* start MATERIAL FOR THIS EXERCISE *

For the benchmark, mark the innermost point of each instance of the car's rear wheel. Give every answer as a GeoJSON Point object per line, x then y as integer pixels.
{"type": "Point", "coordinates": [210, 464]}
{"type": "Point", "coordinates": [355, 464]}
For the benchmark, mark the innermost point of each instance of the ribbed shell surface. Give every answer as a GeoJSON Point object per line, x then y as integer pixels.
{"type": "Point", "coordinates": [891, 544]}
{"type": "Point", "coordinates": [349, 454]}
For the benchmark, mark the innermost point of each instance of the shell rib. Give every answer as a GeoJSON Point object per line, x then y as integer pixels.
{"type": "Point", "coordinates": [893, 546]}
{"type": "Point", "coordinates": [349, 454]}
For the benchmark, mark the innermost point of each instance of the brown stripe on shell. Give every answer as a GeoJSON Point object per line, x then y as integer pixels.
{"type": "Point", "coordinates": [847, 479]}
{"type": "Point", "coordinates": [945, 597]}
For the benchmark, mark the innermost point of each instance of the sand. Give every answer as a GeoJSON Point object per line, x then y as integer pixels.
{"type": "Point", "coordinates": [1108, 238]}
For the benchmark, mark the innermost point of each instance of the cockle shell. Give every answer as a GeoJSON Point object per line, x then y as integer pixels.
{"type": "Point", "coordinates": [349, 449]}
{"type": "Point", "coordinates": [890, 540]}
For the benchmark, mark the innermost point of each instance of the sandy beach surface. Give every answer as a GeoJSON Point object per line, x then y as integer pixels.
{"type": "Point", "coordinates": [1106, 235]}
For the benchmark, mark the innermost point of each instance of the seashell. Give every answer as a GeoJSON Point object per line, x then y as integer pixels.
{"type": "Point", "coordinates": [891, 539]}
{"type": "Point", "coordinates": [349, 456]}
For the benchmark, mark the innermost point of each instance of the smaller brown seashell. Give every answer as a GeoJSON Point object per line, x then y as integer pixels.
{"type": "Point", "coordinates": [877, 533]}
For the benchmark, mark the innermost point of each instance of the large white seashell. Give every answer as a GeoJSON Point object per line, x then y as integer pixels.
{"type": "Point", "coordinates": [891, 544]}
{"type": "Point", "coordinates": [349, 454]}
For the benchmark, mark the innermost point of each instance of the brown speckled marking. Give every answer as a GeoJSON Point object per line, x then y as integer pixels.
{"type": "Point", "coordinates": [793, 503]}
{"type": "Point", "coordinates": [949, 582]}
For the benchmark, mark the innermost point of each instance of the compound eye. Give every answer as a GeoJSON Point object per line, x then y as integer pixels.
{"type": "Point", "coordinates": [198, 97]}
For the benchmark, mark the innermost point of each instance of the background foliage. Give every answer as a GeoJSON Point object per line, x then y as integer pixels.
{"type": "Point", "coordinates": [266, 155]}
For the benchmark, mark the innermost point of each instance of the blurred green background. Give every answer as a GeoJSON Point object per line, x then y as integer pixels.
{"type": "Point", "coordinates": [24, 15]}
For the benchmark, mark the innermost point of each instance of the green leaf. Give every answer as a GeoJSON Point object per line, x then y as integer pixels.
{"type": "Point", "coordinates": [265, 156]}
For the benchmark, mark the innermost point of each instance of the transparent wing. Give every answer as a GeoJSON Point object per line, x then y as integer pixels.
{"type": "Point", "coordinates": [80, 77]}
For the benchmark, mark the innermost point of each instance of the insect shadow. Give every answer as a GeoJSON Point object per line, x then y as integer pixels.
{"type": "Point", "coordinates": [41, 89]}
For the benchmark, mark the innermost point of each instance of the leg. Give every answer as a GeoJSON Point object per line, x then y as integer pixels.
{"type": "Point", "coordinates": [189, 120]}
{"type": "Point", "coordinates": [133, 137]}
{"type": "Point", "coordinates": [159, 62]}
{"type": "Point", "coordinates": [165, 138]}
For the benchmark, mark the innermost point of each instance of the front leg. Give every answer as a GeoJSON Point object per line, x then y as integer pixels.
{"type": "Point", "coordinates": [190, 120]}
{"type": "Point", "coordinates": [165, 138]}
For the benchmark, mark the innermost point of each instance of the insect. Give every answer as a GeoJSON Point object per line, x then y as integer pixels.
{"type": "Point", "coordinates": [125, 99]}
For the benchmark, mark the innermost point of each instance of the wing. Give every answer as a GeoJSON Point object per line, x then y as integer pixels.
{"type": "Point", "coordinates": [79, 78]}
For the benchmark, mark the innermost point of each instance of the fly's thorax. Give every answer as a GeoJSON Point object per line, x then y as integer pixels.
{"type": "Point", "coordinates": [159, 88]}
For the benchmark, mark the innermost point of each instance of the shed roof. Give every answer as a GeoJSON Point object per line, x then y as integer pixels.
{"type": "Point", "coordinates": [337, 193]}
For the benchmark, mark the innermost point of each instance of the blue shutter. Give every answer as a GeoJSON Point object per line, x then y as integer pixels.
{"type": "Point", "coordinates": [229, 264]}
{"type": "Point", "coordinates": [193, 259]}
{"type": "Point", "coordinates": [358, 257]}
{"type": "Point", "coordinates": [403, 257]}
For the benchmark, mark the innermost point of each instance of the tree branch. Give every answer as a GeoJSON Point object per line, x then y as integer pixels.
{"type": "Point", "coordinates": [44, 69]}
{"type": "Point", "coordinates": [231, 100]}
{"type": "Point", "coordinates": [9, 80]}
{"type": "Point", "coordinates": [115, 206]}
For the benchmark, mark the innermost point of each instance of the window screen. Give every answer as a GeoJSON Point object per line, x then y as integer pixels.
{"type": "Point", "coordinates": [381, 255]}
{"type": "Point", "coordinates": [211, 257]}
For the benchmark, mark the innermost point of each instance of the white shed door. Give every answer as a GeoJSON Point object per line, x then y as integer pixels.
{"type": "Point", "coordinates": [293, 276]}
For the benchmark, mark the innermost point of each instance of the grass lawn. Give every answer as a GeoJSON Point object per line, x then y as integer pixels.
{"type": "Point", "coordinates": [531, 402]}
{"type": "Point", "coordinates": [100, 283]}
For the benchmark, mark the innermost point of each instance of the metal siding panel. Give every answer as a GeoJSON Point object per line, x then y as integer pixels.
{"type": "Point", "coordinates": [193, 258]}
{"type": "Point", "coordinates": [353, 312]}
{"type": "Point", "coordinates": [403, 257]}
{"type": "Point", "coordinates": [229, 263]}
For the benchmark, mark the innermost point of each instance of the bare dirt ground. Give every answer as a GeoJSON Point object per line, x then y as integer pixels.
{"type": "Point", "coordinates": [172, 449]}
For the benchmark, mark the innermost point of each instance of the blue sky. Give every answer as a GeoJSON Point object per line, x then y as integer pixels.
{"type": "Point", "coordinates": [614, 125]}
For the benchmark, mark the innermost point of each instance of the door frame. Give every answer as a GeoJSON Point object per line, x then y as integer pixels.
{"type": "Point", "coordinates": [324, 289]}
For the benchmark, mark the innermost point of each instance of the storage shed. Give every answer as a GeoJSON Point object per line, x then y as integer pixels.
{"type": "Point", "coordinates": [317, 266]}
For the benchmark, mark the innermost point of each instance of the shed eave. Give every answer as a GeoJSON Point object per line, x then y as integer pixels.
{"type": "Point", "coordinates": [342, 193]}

* end MATERIAL FOR THIS EXERCISE *

Return every line from the one containing "of the bare" down to the end of the entries above, copied verbatim.

REPLY TO THE TASK =
For the benchmark, mark the innermost point of each instance of the bare dirt ground. Give every answer as a GeoJSON Point object per line, x then y as integer pixels.
{"type": "Point", "coordinates": [172, 449]}
For the benchmark, mark the innermost point of each instance of the blue sky. Give every answer as a GeoJSON Point object per line, x then y as integer pixels.
{"type": "Point", "coordinates": [614, 125]}
For the benchmark, mark the innermost point of each instance of the door frame. Give every answer as a GeoJSON Point object per line, x then y as integer pixels.
{"type": "Point", "coordinates": [324, 289]}
For the benchmark, mark the innermost point of each instance of the storage shed. Give every answer as a GeoJSON Point object per line, x then y as integer pixels.
{"type": "Point", "coordinates": [317, 266]}
For the benchmark, mark the innermost point of each instance of the shed eave. Give every answer as a GeoJSON Point object per line, x then y as integer pixels.
{"type": "Point", "coordinates": [342, 193]}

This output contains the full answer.